## Object position labeling entries
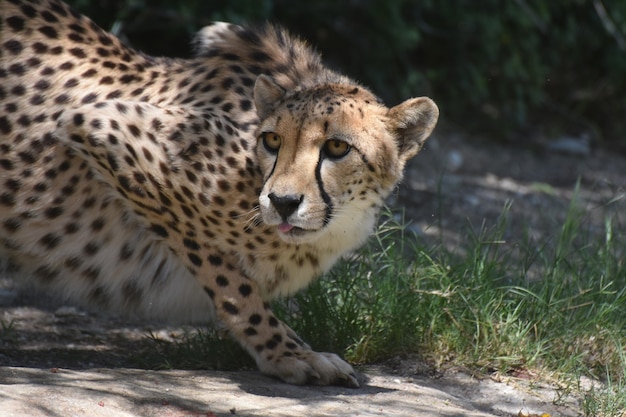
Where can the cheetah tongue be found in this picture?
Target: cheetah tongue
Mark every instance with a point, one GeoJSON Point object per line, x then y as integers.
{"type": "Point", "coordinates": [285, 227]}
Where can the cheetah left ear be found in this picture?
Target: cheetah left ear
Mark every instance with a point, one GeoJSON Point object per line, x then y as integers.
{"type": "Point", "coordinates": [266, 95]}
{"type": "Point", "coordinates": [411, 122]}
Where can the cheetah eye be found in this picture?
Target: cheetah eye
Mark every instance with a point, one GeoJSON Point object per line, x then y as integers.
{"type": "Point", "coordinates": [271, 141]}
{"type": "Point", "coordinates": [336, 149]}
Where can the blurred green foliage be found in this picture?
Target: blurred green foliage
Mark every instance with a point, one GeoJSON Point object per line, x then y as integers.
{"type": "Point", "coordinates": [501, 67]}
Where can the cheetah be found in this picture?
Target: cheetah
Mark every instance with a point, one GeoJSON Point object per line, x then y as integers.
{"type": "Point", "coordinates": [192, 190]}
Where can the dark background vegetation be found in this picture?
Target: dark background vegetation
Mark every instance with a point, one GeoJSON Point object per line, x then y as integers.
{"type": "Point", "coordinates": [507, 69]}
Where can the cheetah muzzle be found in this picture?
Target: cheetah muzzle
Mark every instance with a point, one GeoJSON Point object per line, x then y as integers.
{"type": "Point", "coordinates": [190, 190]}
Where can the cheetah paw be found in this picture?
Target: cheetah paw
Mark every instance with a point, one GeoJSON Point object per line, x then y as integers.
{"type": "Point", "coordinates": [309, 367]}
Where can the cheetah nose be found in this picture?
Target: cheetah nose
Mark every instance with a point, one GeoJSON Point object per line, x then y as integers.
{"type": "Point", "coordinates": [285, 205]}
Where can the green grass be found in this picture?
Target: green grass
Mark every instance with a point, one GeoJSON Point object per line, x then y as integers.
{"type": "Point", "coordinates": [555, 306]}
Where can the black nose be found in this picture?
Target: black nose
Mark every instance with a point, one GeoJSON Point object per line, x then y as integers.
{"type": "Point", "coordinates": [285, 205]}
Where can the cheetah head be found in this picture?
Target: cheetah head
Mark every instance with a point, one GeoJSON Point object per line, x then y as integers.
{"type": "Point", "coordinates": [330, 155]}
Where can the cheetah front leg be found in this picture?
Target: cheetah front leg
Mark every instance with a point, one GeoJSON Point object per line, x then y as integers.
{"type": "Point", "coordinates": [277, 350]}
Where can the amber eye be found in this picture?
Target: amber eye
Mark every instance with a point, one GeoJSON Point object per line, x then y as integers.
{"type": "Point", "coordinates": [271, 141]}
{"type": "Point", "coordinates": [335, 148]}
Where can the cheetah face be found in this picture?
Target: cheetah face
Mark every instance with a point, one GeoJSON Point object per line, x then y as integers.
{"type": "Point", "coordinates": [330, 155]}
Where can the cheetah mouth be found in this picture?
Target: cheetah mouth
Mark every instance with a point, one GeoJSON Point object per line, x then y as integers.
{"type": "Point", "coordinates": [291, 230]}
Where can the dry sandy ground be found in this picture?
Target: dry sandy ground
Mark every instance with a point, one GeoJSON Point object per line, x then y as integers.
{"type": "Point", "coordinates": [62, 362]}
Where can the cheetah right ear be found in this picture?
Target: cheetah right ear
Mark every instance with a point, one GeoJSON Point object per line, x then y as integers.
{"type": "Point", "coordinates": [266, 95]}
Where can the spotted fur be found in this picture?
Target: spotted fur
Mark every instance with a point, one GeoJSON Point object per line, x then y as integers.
==
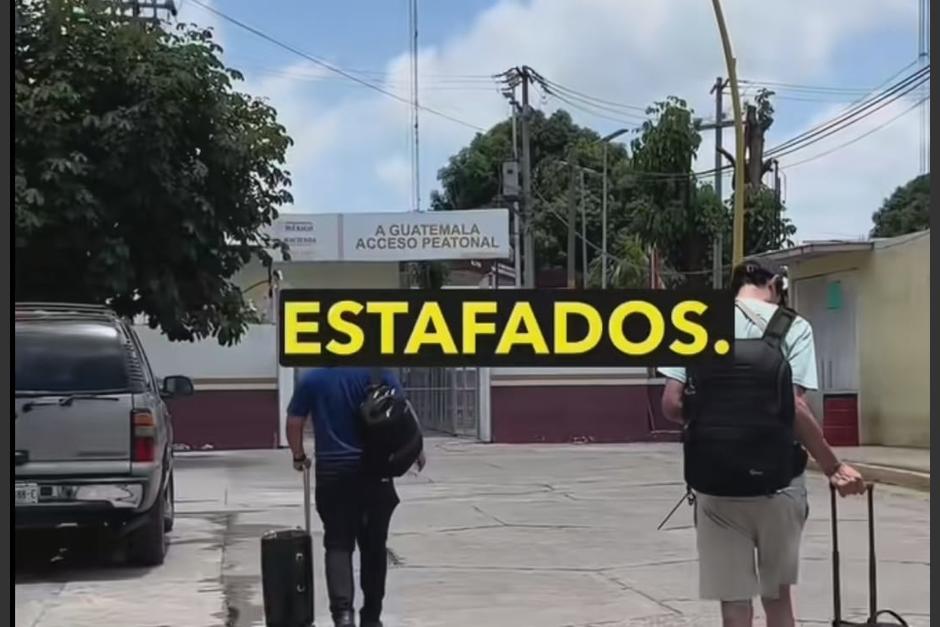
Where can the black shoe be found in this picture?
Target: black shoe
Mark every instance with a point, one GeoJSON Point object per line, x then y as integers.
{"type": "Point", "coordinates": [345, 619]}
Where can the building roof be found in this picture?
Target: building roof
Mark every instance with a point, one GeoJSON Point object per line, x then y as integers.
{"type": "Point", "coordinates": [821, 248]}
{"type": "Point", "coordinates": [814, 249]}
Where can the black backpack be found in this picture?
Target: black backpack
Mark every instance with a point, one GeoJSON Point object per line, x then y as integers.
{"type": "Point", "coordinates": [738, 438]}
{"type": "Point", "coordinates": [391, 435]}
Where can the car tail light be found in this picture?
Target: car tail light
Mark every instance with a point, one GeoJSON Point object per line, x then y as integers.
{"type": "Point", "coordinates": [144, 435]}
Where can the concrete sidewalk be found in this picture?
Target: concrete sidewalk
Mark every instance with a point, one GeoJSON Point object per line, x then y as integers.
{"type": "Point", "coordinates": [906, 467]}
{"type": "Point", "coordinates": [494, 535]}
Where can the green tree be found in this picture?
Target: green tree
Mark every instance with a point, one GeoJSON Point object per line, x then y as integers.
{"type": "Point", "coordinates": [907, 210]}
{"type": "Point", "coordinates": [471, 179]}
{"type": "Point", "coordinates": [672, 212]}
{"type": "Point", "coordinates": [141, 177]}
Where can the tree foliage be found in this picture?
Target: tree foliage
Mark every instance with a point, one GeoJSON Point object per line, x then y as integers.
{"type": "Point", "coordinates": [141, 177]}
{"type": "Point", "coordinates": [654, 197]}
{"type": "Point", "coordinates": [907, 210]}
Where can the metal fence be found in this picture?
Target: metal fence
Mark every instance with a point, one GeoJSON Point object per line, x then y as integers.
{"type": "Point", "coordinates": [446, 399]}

## Stated exercise
Pull out each line from the items above that contains the word "fence" and list those lines.

## Response
Where can the metal fence be found in this picture?
Target: metal fence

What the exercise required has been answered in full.